Task description —
Your job is to reproduce all of the data exactly.

Saved entries —
= Beginning of Section =

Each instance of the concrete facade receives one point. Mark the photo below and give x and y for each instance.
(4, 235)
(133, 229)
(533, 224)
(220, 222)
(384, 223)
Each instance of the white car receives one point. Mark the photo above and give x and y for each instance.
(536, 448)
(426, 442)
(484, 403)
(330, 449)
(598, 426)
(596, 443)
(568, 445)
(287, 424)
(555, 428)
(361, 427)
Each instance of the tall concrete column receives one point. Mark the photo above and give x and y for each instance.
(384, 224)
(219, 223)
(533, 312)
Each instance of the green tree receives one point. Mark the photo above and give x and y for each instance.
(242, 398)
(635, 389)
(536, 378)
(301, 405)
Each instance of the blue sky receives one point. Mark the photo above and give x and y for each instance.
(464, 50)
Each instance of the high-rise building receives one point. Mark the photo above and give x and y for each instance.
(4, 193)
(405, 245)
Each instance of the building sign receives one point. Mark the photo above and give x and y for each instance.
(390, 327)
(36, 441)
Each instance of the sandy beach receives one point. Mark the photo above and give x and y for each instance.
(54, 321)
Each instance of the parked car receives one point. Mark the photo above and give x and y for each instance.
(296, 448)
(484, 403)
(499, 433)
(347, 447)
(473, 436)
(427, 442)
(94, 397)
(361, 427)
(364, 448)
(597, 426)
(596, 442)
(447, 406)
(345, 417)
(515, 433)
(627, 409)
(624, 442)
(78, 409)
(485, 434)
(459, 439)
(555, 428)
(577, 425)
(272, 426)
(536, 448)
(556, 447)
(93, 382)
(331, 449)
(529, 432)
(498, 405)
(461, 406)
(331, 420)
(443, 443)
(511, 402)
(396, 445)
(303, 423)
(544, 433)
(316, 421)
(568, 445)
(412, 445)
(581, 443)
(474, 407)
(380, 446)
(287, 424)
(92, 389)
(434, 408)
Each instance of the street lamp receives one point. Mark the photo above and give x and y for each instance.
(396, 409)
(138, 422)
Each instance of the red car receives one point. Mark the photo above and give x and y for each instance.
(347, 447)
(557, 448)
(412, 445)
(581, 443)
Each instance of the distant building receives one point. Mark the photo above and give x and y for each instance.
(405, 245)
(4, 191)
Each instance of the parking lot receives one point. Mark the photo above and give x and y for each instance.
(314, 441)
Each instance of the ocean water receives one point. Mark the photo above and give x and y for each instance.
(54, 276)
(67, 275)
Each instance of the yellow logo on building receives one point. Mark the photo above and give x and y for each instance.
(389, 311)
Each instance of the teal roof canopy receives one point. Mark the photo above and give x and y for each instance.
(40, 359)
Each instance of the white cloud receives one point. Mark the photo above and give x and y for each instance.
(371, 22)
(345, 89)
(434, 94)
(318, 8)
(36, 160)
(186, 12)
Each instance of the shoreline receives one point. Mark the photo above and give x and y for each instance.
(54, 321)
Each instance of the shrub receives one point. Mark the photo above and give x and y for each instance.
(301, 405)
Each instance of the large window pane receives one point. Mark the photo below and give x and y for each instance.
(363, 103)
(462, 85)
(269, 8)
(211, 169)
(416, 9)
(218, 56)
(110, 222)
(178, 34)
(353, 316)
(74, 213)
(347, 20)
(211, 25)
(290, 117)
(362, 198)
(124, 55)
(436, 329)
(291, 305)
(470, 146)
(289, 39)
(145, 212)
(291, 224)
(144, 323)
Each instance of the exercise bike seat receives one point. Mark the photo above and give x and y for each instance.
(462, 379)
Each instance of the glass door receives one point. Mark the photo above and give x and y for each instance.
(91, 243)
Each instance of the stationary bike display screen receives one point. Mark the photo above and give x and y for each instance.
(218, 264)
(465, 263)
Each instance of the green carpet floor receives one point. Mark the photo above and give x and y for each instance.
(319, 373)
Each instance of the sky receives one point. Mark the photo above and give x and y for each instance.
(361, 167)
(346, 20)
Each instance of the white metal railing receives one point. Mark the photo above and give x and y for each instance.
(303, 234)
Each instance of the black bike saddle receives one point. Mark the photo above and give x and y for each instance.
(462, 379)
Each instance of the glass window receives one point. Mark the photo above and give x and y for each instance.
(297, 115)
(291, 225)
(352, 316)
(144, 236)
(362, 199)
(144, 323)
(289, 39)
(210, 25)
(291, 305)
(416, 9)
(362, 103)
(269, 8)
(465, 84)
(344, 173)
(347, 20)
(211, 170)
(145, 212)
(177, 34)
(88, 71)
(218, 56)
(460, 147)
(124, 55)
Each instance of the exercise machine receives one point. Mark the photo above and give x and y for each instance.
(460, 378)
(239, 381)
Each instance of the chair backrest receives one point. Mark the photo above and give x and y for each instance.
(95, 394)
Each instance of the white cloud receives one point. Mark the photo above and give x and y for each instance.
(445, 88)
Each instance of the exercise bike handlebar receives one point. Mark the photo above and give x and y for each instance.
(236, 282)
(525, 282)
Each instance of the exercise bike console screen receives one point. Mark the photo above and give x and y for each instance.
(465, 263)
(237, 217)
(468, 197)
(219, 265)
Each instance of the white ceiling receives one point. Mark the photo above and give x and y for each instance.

= End of Section =

Output below —
Each instance of the concrete facade receives one point. Mark the photo below and give x and y for each instance.
(4, 235)
(133, 229)
(533, 224)
(220, 222)
(384, 223)
Each instance of the white car receives one point. Mark the photo above and give x and y for each instance.
(536, 448)
(426, 442)
(484, 403)
(330, 449)
(598, 426)
(596, 443)
(568, 445)
(287, 424)
(555, 428)
(361, 427)
Each instance of the tall concrete column receives one point. Mark the photo above and give x and y for each instance.
(384, 224)
(219, 223)
(533, 312)
Each instance of the green tree receives one point. Mark the photo above and give x and y for each instance.
(242, 398)
(635, 389)
(536, 378)
(301, 405)
Each instance of the blue sky receives one point. Mark the photo above and give x and y for each instance.
(464, 50)
Each instance of the high-rise building receives one point. Mark the photo above and give x and y for each instance.
(4, 193)
(405, 245)
Each instance of the building sign receives one point. Mark the photo above and give x and y for each instance.
(390, 327)
(36, 441)
Each instance of the sandy beach receives one point. Mark the photo above and give x and y for each instance.
(54, 321)
Each instance of the parked car receives one point. Mark the photo above and give x and y for each instance.
(296, 448)
(484, 403)
(499, 433)
(347, 447)
(473, 436)
(427, 442)
(94, 397)
(361, 427)
(364, 448)
(597, 426)
(596, 442)
(447, 406)
(345, 417)
(515, 433)
(627, 409)
(624, 442)
(78, 409)
(485, 434)
(459, 439)
(555, 428)
(577, 425)
(272, 426)
(536, 448)
(556, 447)
(93, 382)
(331, 449)
(529, 432)
(498, 405)
(461, 406)
(331, 420)
(443, 443)
(511, 402)
(396, 445)
(303, 423)
(544, 433)
(316, 421)
(568, 445)
(412, 445)
(581, 443)
(474, 407)
(380, 446)
(287, 424)
(92, 389)
(434, 408)
Each instance of the street lamp receives one point. Mark the photo above and give x and y for each instance.
(396, 409)
(138, 422)
Each instance of the red car receives one point. Mark the photo above and give x and y for each instance.
(347, 447)
(557, 448)
(412, 445)
(581, 443)
Each instance of the distant building receives one point. Mark the photo above and give x and y for each instance.
(405, 245)
(4, 191)
Each instance of the parking lot receives one point. Mark the photo above and give x and y for each instance.
(314, 441)
Each instance of the ocean water receives one point. Mark the photo above and give x and y for each instance.
(54, 276)
(67, 275)
Each instance of the yellow logo on building receives one point. Mark the photo above and give x and y for each instance.
(389, 311)
Each instance of the teal roof canopy receives one point. Mark the photo above and give x and y for each instance.
(40, 359)
Each instance of the white cloud receives one point. Mark the photo above and give x and y for each instance.
(371, 22)
(345, 89)
(434, 94)
(318, 8)
(36, 160)
(186, 12)
Each instance of the shoreline receives one point. Mark the photo above and give x and y for each instance.
(54, 321)
Each instance of the shrub receives one point. Mark the photo above and give x and y for each instance.
(301, 405)
Each instance of the large window pane receives one point. Mark the photo below and give x and y for each instance.
(363, 103)
(462, 85)
(269, 8)
(211, 169)
(416, 9)
(218, 56)
(110, 222)
(178, 34)
(353, 316)
(74, 213)
(347, 20)
(211, 25)
(290, 117)
(362, 198)
(124, 55)
(436, 329)
(291, 305)
(470, 146)
(289, 39)
(145, 212)
(291, 224)
(144, 323)
Each instance of the exercise bike seat receives one point. Mark the photo above and give x and y for each instance.
(462, 379)
Each instance of the glass door receives one point. Mark the photo above and give x and y for each instance.
(91, 243)
Each instance of the stationary bike display screen receives one point. Mark the photo above and give x and y for each instance.
(218, 264)
(465, 263)
Each instance of the green carpet floor receives one point. Mark the photo above and give x and y for each instance.
(319, 373)
Each instance of the sky receives one point. Mark the photo above and give x and y for each instance.
(361, 167)
(346, 20)
Each instance of the white metal railing receives one point. Mark the photo above and give x and y for each instance.
(303, 234)
Each instance of the black bike saddle receives one point. Mark the photo above and give x and y for each instance.
(462, 379)
Each instance of the glass window receives one point. Mark the photo above and give x and y for each instance.
(297, 115)
(291, 225)
(352, 316)
(144, 236)
(362, 199)
(144, 323)
(289, 39)
(210, 25)
(291, 305)
(416, 9)
(362, 103)
(269, 8)
(465, 84)
(344, 173)
(347, 20)
(211, 170)
(145, 212)
(177, 34)
(88, 71)
(218, 56)
(460, 147)
(124, 55)
Each instance of the exercise machine receives one point. Mark the photo above and give x and y for each instance.
(460, 378)
(239, 381)
Each instance of the chair backrest receives one point. Mark the photo above and give x and y for each instance.
(95, 394)
Each instance of the white cloud receives one point. Mark the photo above and give x and y for each instance.
(445, 88)
Each instance of the exercise bike handlebar receives one point. Mark the photo above and give x and y for each instance.
(236, 282)
(525, 282)
Each instance of the exercise bike console screen receives one point. Mark the photo above and give x and y for each instance.
(465, 263)
(237, 217)
(468, 197)
(219, 265)
Each instance of the white ceiling receives one point. Mark the photo above and give x and y for each instance.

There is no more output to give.